[Do this] Copy out every line of the entries below that contains the word "brown", matching its case exactly.

+++

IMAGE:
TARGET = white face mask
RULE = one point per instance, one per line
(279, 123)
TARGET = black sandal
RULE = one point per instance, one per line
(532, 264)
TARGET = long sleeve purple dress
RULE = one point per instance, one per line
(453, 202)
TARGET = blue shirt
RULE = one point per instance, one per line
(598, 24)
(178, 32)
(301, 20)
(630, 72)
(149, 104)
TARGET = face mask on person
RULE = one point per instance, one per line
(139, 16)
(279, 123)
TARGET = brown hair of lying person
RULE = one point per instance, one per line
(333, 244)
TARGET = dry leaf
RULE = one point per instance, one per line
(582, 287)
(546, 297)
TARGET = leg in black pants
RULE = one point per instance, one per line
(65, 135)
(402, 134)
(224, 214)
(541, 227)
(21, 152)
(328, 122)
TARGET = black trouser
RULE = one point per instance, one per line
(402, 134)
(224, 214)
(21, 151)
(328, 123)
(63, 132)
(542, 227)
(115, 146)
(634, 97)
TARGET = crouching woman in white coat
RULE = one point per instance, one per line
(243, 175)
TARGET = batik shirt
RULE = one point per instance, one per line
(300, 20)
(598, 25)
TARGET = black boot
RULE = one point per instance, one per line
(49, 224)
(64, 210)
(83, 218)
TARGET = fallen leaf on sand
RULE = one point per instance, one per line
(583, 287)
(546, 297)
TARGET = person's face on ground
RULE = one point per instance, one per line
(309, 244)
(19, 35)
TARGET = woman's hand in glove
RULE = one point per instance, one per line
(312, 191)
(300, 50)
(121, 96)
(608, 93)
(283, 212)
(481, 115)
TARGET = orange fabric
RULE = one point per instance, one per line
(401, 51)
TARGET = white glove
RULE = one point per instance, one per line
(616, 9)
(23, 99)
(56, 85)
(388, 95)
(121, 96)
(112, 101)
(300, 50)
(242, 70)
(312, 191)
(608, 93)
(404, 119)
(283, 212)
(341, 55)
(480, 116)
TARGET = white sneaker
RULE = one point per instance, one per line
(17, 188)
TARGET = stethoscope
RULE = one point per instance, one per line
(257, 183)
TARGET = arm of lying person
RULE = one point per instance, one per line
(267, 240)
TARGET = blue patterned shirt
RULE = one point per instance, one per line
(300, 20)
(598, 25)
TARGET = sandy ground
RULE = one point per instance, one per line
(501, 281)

+++

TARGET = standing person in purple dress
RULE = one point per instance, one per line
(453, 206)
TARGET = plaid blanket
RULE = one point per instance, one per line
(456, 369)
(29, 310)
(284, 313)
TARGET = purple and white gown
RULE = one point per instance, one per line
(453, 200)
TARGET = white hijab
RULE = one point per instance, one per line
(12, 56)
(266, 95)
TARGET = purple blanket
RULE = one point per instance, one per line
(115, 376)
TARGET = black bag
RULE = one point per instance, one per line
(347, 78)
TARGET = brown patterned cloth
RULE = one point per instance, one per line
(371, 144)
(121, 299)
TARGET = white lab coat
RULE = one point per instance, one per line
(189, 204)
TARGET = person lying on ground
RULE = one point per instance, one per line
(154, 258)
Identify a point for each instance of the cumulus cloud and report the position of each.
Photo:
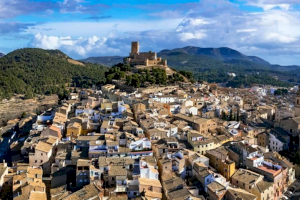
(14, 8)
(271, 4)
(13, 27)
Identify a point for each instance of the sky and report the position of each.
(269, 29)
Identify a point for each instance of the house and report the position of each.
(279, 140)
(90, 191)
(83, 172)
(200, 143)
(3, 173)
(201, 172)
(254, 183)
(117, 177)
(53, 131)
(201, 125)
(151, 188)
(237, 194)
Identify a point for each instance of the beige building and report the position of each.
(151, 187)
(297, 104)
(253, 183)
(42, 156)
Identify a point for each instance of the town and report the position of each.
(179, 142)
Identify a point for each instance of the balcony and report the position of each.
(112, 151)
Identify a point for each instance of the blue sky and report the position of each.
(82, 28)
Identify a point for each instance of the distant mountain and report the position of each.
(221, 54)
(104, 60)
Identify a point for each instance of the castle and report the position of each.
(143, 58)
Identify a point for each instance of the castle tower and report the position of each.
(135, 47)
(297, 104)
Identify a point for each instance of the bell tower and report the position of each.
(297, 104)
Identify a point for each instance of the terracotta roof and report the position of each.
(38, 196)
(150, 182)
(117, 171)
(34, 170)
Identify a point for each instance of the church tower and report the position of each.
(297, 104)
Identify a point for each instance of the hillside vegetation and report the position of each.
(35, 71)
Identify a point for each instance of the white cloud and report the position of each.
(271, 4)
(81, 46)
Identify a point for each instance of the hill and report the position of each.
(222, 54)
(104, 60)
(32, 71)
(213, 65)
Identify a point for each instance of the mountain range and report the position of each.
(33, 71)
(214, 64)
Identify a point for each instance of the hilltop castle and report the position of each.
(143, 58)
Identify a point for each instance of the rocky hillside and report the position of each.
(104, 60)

+++

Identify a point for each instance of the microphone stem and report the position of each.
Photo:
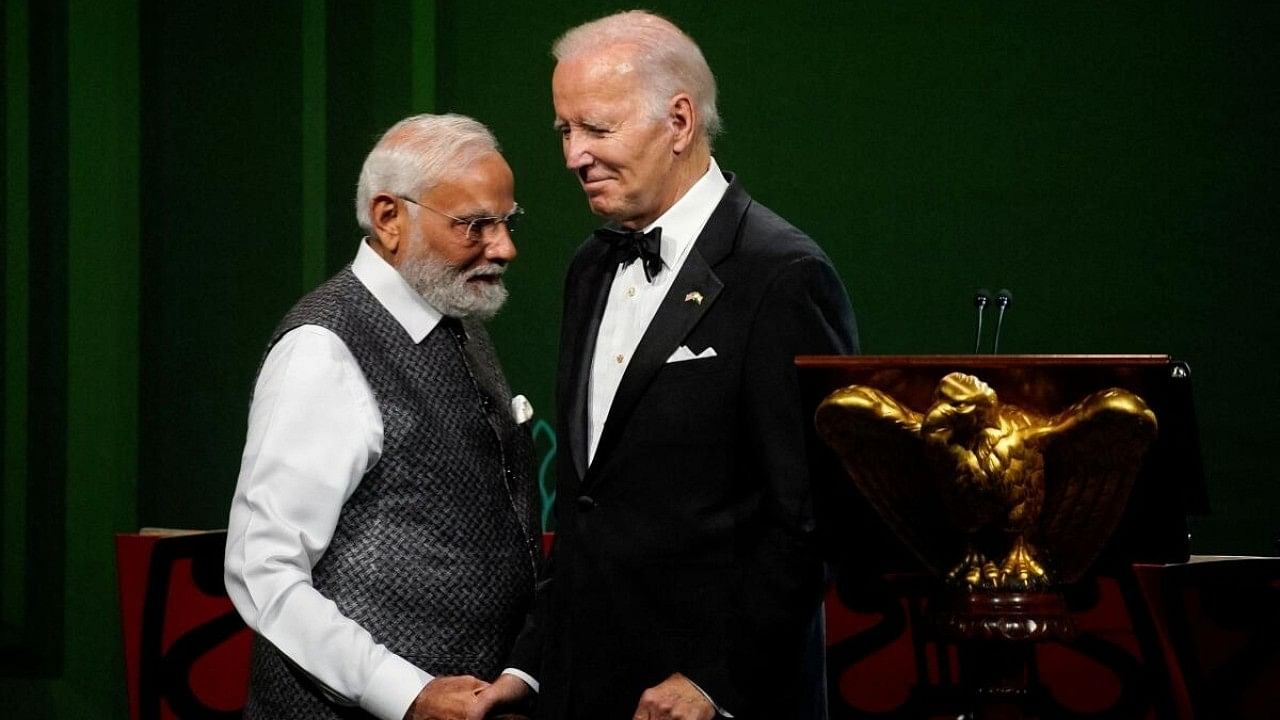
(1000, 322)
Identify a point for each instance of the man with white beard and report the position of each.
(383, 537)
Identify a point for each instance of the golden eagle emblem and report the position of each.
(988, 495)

+++

[Exercise response]
TARGET = brown hair of lying person
TARGET = brown patterned cloth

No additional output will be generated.